START Supplied material
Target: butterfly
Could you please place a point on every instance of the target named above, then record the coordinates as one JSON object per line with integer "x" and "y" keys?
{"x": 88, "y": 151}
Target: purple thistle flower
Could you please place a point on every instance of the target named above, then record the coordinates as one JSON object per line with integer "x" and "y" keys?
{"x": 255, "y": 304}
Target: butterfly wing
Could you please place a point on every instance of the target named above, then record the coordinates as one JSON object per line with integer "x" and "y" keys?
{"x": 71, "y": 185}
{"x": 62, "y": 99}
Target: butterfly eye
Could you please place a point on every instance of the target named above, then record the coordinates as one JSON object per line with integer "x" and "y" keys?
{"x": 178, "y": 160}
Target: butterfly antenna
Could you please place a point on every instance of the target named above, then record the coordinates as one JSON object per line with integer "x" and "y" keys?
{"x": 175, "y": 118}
END Supplied material
**Goal of the exercise**. Return the lines of the records verbatim, beginning at the line that contains "Target: butterfly wing" and continuing through the end of the records.

**Right answer**.
Target: butterfly wing
Could you please place a point on every instance of the target named above, then record the coordinates as one JSON object per line with integer "x" and "y" keys?
{"x": 71, "y": 185}
{"x": 62, "y": 99}
Target: butterfly eye
Could you please place a point on every instance of the target named above, then record the coordinates as one JSON object per line with integer "x" and "y" keys?
{"x": 178, "y": 160}
Target: butterfly antenna
Could you please place a point on every instance of the target named above, then record the coordinates as one JSON object per line with integer "x" and "y" keys?
{"x": 175, "y": 118}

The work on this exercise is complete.